_Reading passage_

# # # #

# Arguments about housework etc.



## psychocandy (Apr 28, 2008)

Married 14 years.

We alway argue about housework and tidiness etc. I must admit I'm not the tidiest but it drives my wife nuts.

I work fulltime, wife works 22 hours and we've got a son aged 6. She does most of the housework but moans about it all the time. Moans that its her 'day off' (yeh, like on 22 hrs a week she gets about 4 a week!)

If I drop one crumb after shes done the housework I can look out. Causes a massive argument. The thing is I dont do it on purpose or because I cant be bothered and I do try.

I get the feeling I'm taken for granted sometimes because all she sees is that she does the housework and I make a mess. She forgets that I do all the bills etc, sort out all the money, do my share of childcare etc. In fact, most days I get up, do the ironing for the family to wear clothes that day, make sons lunchbag, make son breakfast, make wife cup coffee - all the while shes still in bed.

Because I'm flexible hours in work, sometimes I take son to school and go in later so wife can have a lie in.

Just wondered if I'm the only one whos like this or whether its fairly common.


----------



## katie jane (Oct 26, 2009)

If housework is causing you both so much hassle that its destroying any quality time you have together , then why dont you sit down and communicate with each other ...ask her what chores she would like you to do and rota it out ... 
teamwork to get things done = time together to do nice things as a family .


----------



## Chris Taylor (Jul 22, 2010)

psychocandy said:


> Married 14 years.
> 
> We alway argue about housework and tidiness etc. I must admit I'm not the tidiest but it drives my wife nuts.
> 
> ...


My guess is "I must admit I'm not the tidiest" is probably an understatement.

She works and does most of the housework. She's probably not happy with your lack of tidiness especially after her cleaning. I know when my wife was working 60 hours a week, I did most of the housework and wasn't pleased when she made a mess.

Don't make this a big issue in the marriage. There are bigger things to worry about.


----------



## lime (Jul 3, 2010)

# # # #

_Task input_
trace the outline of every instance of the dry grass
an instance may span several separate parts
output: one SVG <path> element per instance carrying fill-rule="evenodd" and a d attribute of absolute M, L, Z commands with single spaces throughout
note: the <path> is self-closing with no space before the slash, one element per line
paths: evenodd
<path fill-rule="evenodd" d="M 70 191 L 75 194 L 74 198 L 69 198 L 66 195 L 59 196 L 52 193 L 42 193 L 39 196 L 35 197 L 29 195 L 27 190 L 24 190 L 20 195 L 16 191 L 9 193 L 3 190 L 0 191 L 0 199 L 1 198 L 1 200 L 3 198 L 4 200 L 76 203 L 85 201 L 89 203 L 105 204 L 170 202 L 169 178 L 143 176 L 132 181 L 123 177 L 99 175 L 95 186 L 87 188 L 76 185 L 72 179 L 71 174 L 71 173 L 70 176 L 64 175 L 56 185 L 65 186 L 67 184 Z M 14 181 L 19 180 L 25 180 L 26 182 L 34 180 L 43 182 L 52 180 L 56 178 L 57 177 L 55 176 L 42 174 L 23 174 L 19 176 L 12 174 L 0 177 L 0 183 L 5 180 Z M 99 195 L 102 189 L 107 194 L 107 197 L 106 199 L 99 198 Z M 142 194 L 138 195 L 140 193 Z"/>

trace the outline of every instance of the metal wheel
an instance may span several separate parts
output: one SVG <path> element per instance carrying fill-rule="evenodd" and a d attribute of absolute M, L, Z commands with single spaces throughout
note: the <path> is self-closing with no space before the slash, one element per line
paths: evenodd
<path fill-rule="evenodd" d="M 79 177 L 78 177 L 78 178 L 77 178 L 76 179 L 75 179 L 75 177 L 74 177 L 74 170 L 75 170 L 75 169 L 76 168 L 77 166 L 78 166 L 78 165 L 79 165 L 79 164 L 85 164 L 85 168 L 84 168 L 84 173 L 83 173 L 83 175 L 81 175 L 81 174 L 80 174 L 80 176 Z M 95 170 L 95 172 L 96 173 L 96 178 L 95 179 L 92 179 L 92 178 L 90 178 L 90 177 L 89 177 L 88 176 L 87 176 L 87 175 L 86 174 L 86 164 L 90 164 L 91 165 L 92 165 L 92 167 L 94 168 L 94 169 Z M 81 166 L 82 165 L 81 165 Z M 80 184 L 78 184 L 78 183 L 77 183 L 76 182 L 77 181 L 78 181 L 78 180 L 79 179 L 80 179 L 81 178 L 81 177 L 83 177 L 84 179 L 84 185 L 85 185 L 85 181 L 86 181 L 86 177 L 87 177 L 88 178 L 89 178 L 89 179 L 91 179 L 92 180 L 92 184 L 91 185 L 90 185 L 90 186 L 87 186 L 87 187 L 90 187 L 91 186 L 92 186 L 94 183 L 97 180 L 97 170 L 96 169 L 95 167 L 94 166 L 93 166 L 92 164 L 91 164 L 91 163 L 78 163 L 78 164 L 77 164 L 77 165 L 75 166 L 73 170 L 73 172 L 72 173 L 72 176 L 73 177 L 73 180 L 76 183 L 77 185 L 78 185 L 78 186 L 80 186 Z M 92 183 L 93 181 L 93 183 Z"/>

# # # #

_To be done_
A – Could you print the records verbatim, starting at their first line and stopping after the line that contains "70 191 L 75", with both of those lines included?
B – Can you pick up the forum thread about arguments over housework and continue it from its last line?

_Set of answers_
A –
trace the outline of every instance of the dry grass
an instance may span several separate parts
output: one SVG <path> element per instance carrying fill-rule="evenodd" and a d attribute of absolute M, L, Z commands with single spaces throughout
note: the <path> is self-closing with no space before the slash, one element per line
paths: evenodd
<path fill-rule="evenodd" d="M 70 191 L 75 194 L 74 198 L 69 198 L 66 195 L 59 196 L 52 193 L 42 193 L 39 196 L 35 197 L 29 195 L 27 190 L 24 190 L 20 195 L 16 191 L 9 193 L 3 190 L 0 191 L 0 199 L 1 198 L 1 200 L 3 198 L 4 200 L 76 203 L 85 201 L 89 203 L 105 204 L 170 202 L 169 178 L 143 176 L 132 181 L 123 177 L 99 175 L 95 186 L 87 188 L 76 185 L 72 179 L 71 174 L 71 173 L 70 176 L 64 175 L 56 185 L 65 186 L 67 184 Z M 14 181 L 19 180 L 25 180 L 26 182 L 34 180 L 43 182 L 52 180 L 56 178 L 57 177 L 55 176 L 42 174 L 23 174 L 19 176 L 12 174 L 0 177 L 0 183 L 5 180 Z M 99 195 L 102 189 L 107 194 L 107 197 L 106 199 L 99 198 Z M 142 194 L 138 195 L 140 193 Z"/>

B –
It might be good to divide everything up so that both of you (and your son! He's old enough to start doing small chores) have clear responsibilities. If some days you contribute a lot, and others you don't do anything, it's probably confusing her because she never knows what to expect from you. If you made your son's lunch/breakfast EVERY DAY, or if you told her that it was her responsibility to do this EVERY DAY then you would have more of a routine...And people take comfort in routine. This way she won't feel overwhelmed if you suddenly decide to sleep in, etc. Part of what's so stressful about chores is that they never end, so if you have a clear task each day it will feel less daunting.

22 hours a week is definitely not a lot, but keep in mind it's 22 hours more than what a housewife or stay at home mom would be working, so she can't be expected to do everything that they would do.


----------



## psychocandy (Apr 28, 2008)

Chris Taylor said:


> My guess is "I must admit I'm not the tidiest" is probably an understatement.
> 
> She works and does most of the housework. She's probably not happy with your lack of tidiness especially after her cleaning. I know when my wife was working 60 hours a week, I did most of the housework and wasn't pleased when she made a mess.
> 
> Don't make this a big issue in the marriage. There are bigger things to worry about.


LOL. OK I'm pretty bad....


----------



## Chris Taylor (Jul 22, 2010)

psychocandy said:


> LOL. OK I'm pretty bad....


There you go. Recognizing a fault is the first way of correcting it.

Make it a point to jump on something immediately. Drop a crumb, grab it before the first words come out of her mouth. 

Dirty clothes? In the hamper or bathroom before they hit the floor.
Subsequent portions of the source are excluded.